- **Material to process**:
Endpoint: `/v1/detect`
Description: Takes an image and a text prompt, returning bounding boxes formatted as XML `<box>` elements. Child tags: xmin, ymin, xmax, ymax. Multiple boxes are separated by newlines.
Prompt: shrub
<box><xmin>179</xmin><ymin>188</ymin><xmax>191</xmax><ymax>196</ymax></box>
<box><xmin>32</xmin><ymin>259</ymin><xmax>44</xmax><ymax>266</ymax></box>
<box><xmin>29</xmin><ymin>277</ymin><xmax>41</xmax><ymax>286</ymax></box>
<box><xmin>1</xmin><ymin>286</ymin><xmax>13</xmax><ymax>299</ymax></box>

- **Goal of the exercise**: Would you please copy the material above exactly, with nothing left out?

- **Solution for this exercise**:
Endpoint: `/v1/detect`
Description: Takes an image and a text prompt, returning bounding boxes formatted as XML `<box>` elements. Child tags: xmin, ymin, xmax, ymax. Multiple boxes are separated by newlines.
Prompt: shrub
<box><xmin>179</xmin><ymin>188</ymin><xmax>191</xmax><ymax>196</ymax></box>
<box><xmin>32</xmin><ymin>259</ymin><xmax>44</xmax><ymax>266</ymax></box>
<box><xmin>29</xmin><ymin>277</ymin><xmax>41</xmax><ymax>286</ymax></box>
<box><xmin>1</xmin><ymin>286</ymin><xmax>13</xmax><ymax>299</ymax></box>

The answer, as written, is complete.